---------- TEXTE ----------
Chantal Dupuy-Dunier, auteure d'une trentaine de recueils,   dont Initiales (éditions Voix d'encre)  qui lui avait valu le prix Artaud en 2000,  publie un nouveau recueil, l'impressionnant Cathédrales, aux éditions Petra. Elle y retrace, depuis le néolithique, le mouvement qui pousse l'humanité à ériger des pierres vers le ciel. Cet ouvrage de plus de 300 pages - dont elle nous offre 5 extraits accompagnés de leur lecture par elle-même - est une sorte de chant qui, en trois mouvements  ("Sanctuaire mégalithique", "Crypte primitive", "Cathédrale ogivale")  retrouve, suit  - mime aussi par la disposition des mots sur la page - les rituels sacrés qui lient depuis toujours la pierre à la prière - révèlant ainsi  la profonde et troublante énergie poétique de ces gestes qui font de l'écrivain le compagnon des bâtisseurs. 

Chère Chantal, je pense que mes premières questions porteront sur la genèse de cet ouvrage :
- comment t'es venu le désir / l'idée de ce thème? Comment s'insère-t-il dans ton oeuvre (souvent plus autobiographique, ou intimiste) et dans ton parcours de vie personnel ?
- c'est une épopée qui cite des auteurs, et même quand tu ne cites pas, on devine l'énorme quantité de lectures / de visites qui nourrissent ce livre : peux-tu parler de ton travail préparatoire de documentation, de la façon dont tu as constitué/exploré/exploité ces sources ?
Ensuite, je pense qu'il serait intéressant de savoir comment tu t'y es prise pour construire ta cathédrale : tes choix de construction et de mise en page (car c'est très construit - le choix des "pierres", les calligrammes...) - c'est de mon point de vue, assez vertigineux. Une oeuvre somme ! 
Cette cathédrale, je la portais sans doute en moi depuis longtemps.
Une vieille fascination pour le travail des hommes qui ont bâti ces monuments, devant la foi qui les portait, ce d’autant plus que je suis incroyante. J’envie ceux qui ont, entre la mort et eux, le rempart d’une croyance rassurante.
Je suis devenue athée vers 22 ans, mais j’ai un passé de religiosité important. Vers l’âge de 10 ans, je voulais devenir carmélite, cela n’a duré que quelques mois. J’avais et j’ai conservé une attirance pour Sainte Thérèse de Lisieux. J’admire qu’on puisse consacrer toute sa vie à un idéal, même si ce n’est pas le mien, et que cet idéal soit tourné vers les autres. En faculté, j’ai suivi quelques cours de théologie.
Ce projet d’écriture s’est imposé à moi en voyant un « œuf de lumière » au sol de la cathédrale de Chartres, reflet d’un vitrail sur lequel l’ombre de nuages se mouvait (photo ci-jointe. J’ai même une petite vidéo). Oui, cela a débuté par cette « illumination », donc par la manifestation du soleil, ce dieu primitif dont on retrouve la présence dans des objets religieux comme les ostensoirs et surtout dans les rosaces. C’est ce qui m’a fait signe.
---------- DONNÉES ----------
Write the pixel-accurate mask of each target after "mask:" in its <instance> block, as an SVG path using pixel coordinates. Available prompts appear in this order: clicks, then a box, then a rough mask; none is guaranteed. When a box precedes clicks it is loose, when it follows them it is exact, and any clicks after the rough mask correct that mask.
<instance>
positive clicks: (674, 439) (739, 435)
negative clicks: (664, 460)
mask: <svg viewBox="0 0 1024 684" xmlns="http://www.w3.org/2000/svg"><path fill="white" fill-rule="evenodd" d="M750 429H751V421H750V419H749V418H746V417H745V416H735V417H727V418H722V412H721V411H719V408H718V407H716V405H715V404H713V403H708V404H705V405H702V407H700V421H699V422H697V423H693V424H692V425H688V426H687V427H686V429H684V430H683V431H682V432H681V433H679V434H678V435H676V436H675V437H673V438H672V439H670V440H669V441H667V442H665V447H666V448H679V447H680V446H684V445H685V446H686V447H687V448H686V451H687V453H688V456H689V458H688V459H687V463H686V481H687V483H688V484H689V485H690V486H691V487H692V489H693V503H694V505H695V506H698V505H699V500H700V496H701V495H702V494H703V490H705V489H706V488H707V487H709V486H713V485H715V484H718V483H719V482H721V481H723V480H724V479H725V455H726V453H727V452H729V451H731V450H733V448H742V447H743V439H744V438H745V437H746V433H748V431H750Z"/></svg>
----------
* [TÂCHES À EFFECTUER]
• A. Répondez aux questions suivantes à partir du texte :
(i) Quel prix le recueil Initiales a-t-il valu à Chantal Dupuy-Dunier, et en quelle année ?
(ii) Vers quel âge est-elle devenue athée ?
(iii) Dans quelle cathédrale a-t-elle vu l'« œuf de lumière » ?
• B. Réécrivez le passage du texte qui va de « Je suis devenue » jusqu'à « m’a fait signe. », en remplaçant « carmélite » par « religieuse ».

* [RÉPONSES DANS L'ORDRE]
• A.
(i) Le prix Artaud, en 2000.
(ii) Vers 22 ans.
(iii) La cathédrale de Chartres.

• B.
Je suis devenue athée vers 22 ans, mais j’ai un passé de religiosité important. Vers l’âge de 10 ans, je voulais devenir religieuse, cela n’a duré que quelques mois. J’avais et j’ai conservé une attirance pour Sainte Thérèse de Lisieux. J’admire qu’on puisse consacrer toute sa vie à un idéal, même si ce n’est pas le mien, et que cet idéal soit tourné vers les autres. En faculté, j’ai suivi quelques cours de théologie.
Ce projet d’écriture s’est imposé à moi en voyant un « œuf de lumière » au sol de la cathédrale de Chartres, reflet d’un vitrail sur lequel l’ombre de nuages se mouvait (photo ci-jointe. J’ai même une petite vidéo). Oui, cela a débuté par cette « illumination », donc par la manifestation du soleil, ce dieu primitif dont on retrouve la présence dans des objets religieux comme les ostensoirs et surtout dans les rosaces. C’est ce qui m’a fait signe.